Exercise text:
============

The first commission under the chairmanship of Johnston Kavuludi vetted top officers for suitability and integrity. A number were sent home in the cleanup.

Further, the Constitution created the Independent Policing Oversight Authority, a civilian institution to check the excess of police officers. 

The government further embarked on improving the welfare of the officers. Medical cover, house allowances and professionalism training, among others have been introduced. The officers were ordered out of the police line to live among civilians and protect them.

The Kenya Police and the Administration Police have also been merged and placed under the single command of the IG.

Their uniforms have also been changed to a bright non-militaristic and non-threatening blue.

With all these reforms, it was expected that the officers would be more humane, respect human rights, and be considerate when applying force on the unarmed, already economically and socially traumatised populace.

International Center for Peace and Conflict executive director Ndung’u Wainaina said the reforms were developed with the conviction that the continued mistrust that communities harbour against the Police Service portends a breakdown of law and order in the long run.

"Police reforms in Kenya collapsed. Police throughout the country have remained highly politicised. Police are not really protecting the people,  they are still obsessed with protecting the rulers and safeguarding their interests,” Wainaina said. 

Security expert George Musamali also observed that the much-touted reforms have failed due to political interference.

Musamali said the introduction of the "draconian" security laws that took away the independence of the IG and the powers of the National Police Service marked the end of the envisioned reforms.

“There are no police reforms to talk about. I think we started very well, then everything collapsed. We went 10 steps ahead and now we are five steps back,” he said.

“There is a lot of political interference in the manner in which the police are operating. We had given the IG independence, tenure of office, including the deputy IGs. And then we went to Parliament with security laws in 2016 and diluted all of them," Musamali said.

However, police spokesman Owino said the service has seen "tremendous transformation" since the reforms were introduced soon after the 2007 elections.

============

Material shown:
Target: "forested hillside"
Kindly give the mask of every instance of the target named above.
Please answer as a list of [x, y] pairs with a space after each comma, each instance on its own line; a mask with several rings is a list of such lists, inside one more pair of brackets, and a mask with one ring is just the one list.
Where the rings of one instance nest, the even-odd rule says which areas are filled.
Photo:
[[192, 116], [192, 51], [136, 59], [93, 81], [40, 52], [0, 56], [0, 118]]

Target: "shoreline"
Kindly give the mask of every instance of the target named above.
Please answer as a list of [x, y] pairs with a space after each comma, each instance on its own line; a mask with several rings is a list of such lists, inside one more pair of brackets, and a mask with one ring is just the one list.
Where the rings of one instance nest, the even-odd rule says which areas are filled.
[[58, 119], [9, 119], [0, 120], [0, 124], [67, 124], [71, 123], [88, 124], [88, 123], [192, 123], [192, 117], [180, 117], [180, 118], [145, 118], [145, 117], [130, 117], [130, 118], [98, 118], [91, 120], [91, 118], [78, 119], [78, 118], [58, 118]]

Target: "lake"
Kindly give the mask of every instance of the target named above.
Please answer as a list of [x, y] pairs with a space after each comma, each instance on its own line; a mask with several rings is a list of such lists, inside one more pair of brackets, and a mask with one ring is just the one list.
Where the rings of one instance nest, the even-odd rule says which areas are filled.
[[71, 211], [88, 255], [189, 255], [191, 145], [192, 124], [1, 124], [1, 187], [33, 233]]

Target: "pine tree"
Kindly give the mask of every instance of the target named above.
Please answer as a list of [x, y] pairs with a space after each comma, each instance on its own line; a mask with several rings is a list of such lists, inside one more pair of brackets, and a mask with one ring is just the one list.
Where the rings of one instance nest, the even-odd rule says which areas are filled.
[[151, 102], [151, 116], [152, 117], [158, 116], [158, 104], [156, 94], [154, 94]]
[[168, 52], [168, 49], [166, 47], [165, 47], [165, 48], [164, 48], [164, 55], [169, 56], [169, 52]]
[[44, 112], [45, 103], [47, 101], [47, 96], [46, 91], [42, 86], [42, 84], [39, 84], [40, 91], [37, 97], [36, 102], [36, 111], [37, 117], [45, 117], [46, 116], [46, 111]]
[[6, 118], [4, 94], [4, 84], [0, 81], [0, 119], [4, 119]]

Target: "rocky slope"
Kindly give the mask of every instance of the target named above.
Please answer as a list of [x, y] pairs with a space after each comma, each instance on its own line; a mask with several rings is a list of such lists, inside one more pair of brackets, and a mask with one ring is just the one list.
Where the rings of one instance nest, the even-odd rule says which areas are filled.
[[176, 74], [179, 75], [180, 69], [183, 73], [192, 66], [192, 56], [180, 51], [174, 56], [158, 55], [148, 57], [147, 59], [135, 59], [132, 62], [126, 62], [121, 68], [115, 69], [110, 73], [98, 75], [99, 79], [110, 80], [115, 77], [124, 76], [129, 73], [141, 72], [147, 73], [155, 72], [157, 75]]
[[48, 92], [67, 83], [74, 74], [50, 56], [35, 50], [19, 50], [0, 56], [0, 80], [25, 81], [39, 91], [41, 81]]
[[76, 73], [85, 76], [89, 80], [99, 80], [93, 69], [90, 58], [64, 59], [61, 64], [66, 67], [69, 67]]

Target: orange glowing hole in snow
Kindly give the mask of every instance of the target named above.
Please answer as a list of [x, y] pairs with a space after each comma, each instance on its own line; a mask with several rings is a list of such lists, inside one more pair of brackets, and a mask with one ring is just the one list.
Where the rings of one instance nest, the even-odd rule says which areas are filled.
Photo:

============

Requirement A: Name every person mentioned by name in the text on Kenyan police reforms.
Requirement B: According to the text on Kenyan police reforms, what color were the officers' uniforms changed to?
Requirement C: Continue the text on Kenyan police reforms after its final sentence.

Response A: Johnston Kavuludi, Ndung’u Wainaina, George Musamali, Owino

Response B: A bright non-militaristic and non-threatening blue.

Response C:
“The police reform agenda has achieved a lot. Policemen are now going about their business in a better way. After 2007-08 elections, there was a need to change a lot in government, including the police,” the spokesperson said.

He said the incidents of police excess were isolated cases, noting that the few errant officers who were captured on camera battering Kenyans should not be a basis for blanket condemnation. He said they will take individual responsibility."

He likened the NPS to a family whose father, a bishop, raises children who sometimes end up being serial smokers, thieves or pastors.

“There is no difference between the police, as an institution, and a family where you find your father is a bishop, you are five children, one drinks, another one smokes, but they are both brought up by the same parent. It does not mean that you will go back to the bishop and ask him how he has brought up the children,” he said.

IPOA commissioner Doreen Muthaura concurs with Owino’s sentiments, saying that 95 per cent of officers deployed to enforce curfew carried out themselves with decorum.

She said cases of brutality were isolated and IPOA has already taken up some of them.

“The officers conducted themselves 95 per cent the way it was supposed to be. Mombasa was a case that was special where a Nation photojournalist was brutalised,” she said.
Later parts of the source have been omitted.